The baggy-eyed, balding man in the pin-striped suit and gold-rimmed spectacles leaned toward the jurors, looked deep into their eyes and began: "My name is Carmine Persico and I'm not a lawyer." But, shuffling his papers and confessing to being "a little nervous," he made his point: "Don't let them blind you with all the labels."

Persico, 53, is one of five alleged mob chieftains indicted 18 months ago in the federal government's boldest effort to use new racketeering laws to prove the Mafia's existence and explore its inner workings. The spectacle of a reputed underworld boss defending himself highlighted today's opening of what could be a historic trial in the decades-old battle against organized crime.

Following the indictments, one of the alleged bosses, Paul Castellano of the Gambino family, was gunned down in front of a New York restaurant. Another, Philip Rastelli of the Bonanno family, will be tried separately because he is on trial in an unrelated case in Brooklyn.

But the trial here in Manhattan is expected to provide dramatic evidence, based on hundreds of hours of secret tape recordings, that a group of Mafia families, operating since 1931, has controlled a vast web of criminal activity in New York and has extended its influence to other cities.

The remaining defendants -- three alleged bosses and five associates -- are members of "The Commission," the ruling council of the Cosa Nostra or Mafia, assistant U.S. attorney Michael Chertoff charged in his opening statement.

Their crimes, he said, included loan-sharking, labor corruption, extortion and murder. "La Cosa Nostra and Commission are not words that are coined or made up by the government. These are words these defendents use themselves, and you are going to hear them use those words on the tapes with your very own ears," he said.

He said the bosses of the five families -- Gambino, Luccese, Genovese, Bonanno and Colombo -- met often to mediate disputes, discuss the credentials of new family members, authorize murders and divide the spoils of a shakedown racket in the multimillion-dollar concrete industry in New York City, which they controlled through several labor unions.

"It's kind of like a board of directors of a big criminal company," Chertoff said.

Although lawyers for the defendants had been expected to deny the Mafia's existence, as Mafia attorneys have done in other trials over the years, the lead defense attorney, Samuel Dawson, stunned the courtroom by doing just the opposite.

"This case is not about whether an organization is in existence known as the Mafia or La Cosa Nostra," said Dawson, who represents Salvatore Santoro, alleged Luccese underboss. "There is -- right here in New York City."

He asked the jury, "Can you accept that just because a person is a member of the Mafia that doesn't mean he committed the crimes charged in this case?"

The defendants were not extorting money from concrete companies, he said, but merely setting prices to avoid competition. "This is a bid-rigging case -- an antitrust case," he said. "The government has reached for more than what the evidence shows."

Frank Lopez, attorney for Gennaro Langella, alleged acting boss of the Colombo family while Persico was in prison, boasted that the defense strategy "took the sting out of the government's case."

DATA SEGMENT
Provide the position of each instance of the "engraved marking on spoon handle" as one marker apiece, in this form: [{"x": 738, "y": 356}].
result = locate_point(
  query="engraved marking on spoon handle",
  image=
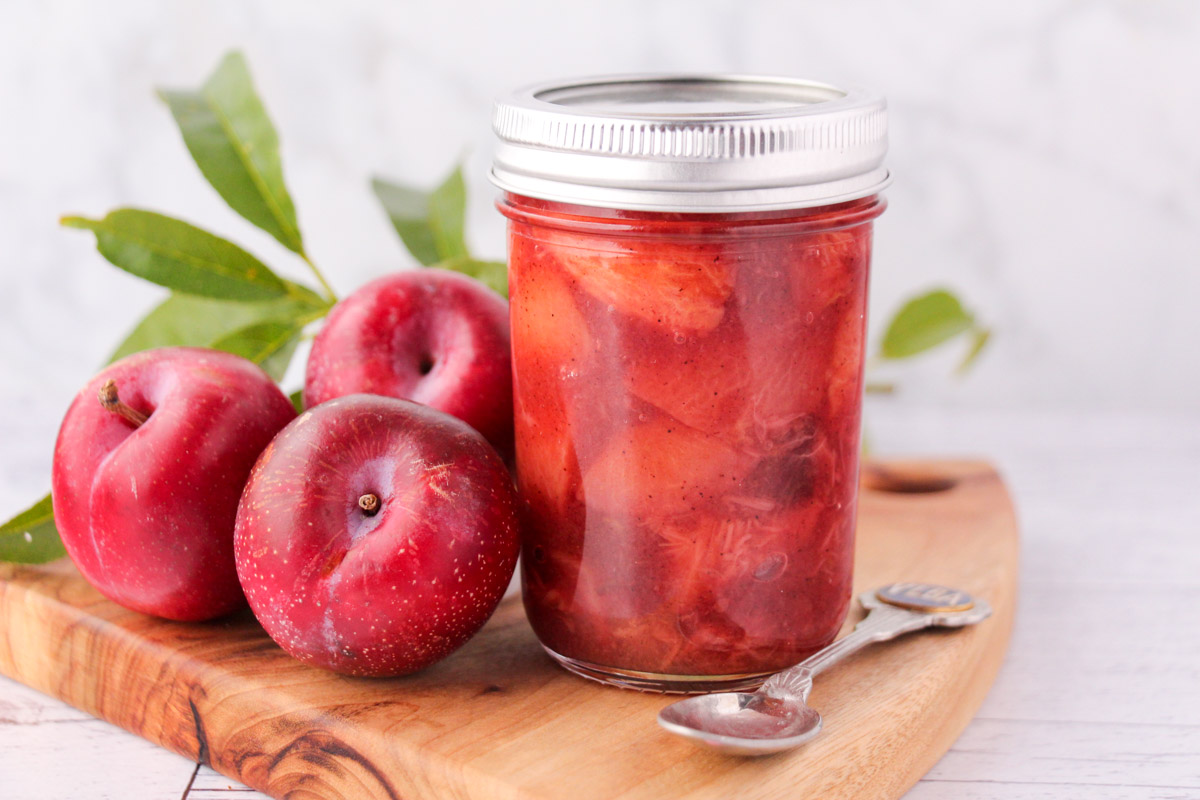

WRITTEN TASK 1
According to the article on the Mafia Commission trial, whom does Samuel Dawson represent?
WRITTEN TASK 2
Write a continuation of the article on the Mafia Commission trial, picking up after its final sentence.
The data is unrelated to the article and comes from a different source.

OUTPUT 1
Salvatore Santoro, the alleged Luccese underboss.

OUTPUT 2
Although the government long has known of the Mafia's existence -- it was reconfirmed in 1957 when Federal Bureau of Investigation agents found bosses from around the country meeting in Apalachin, N.Y. -- the issue became highly politicized in the late 1960s and early '70s with Italian-American organizations protesting use of the name.

In the last five years, with new legal tools, increased use of informants, electronic surveillance and mob infiltration by law enforcement agents, the evidence has convinced most doubters.

In New York, an Italian American, U.S. Attorney Rudolph W. Giuliani, has led a vigorous assault on the five families. More than 100 alleged mobsters have been indicted in the last two years; 28 were convicted, 11 acquitted and the rest await trial.

In federal court in Brooklyn, John Gotti, alleged new boss of the Gambino family, the nation's largest, is on trial with six others on charges of racketeering, loan-sharking and murder.

In the Commission case, all the defendents have pleaded not guilty. Besides Persico, Langella and Santoro, they are: Anthony (Fat Tony) Salerno, 73, alleged boss of the Genovese family; Ralph Scopo, former president of the District Council of Cement and Concrete Workers; Anthony (Tony Ducks) Corallo, alleged boss of the Luccese family; Christopher (Christie Tick) Furnari, alleged counselor to the Luccese group; and Anthony (Bruno) Indelicato, an alleged Bonanno captain, who the prosecution says was involved in the July 1979 murder of former Bonanno boss Carmine Galante.

While one government attorney suggested that Persico could intimidate former associates with his "eyeball-to-eyeball" cross-examination when they testify for the government, the stocky Brooklynite was all charm in his opening statement to the jury.

"Mr. Chertoff says this Mafia . . . is all about making money," he said. "I'd like to know where that money went. You won't see it coming to me . . . . They can't try me on gossip, on rumors . . . . You won't hear Ralphie Scopo utter my name."

Lopez, Persico's former attorney, said Persico decided to conduct his own defense "because he has a lot of charisma."

Persico, who has spent most of the last 14 years in prison and was recently convicted in another racketeering case, joked in a brief interview this morning, "I had a good attorney, but I just felt he was getting tired after all these years."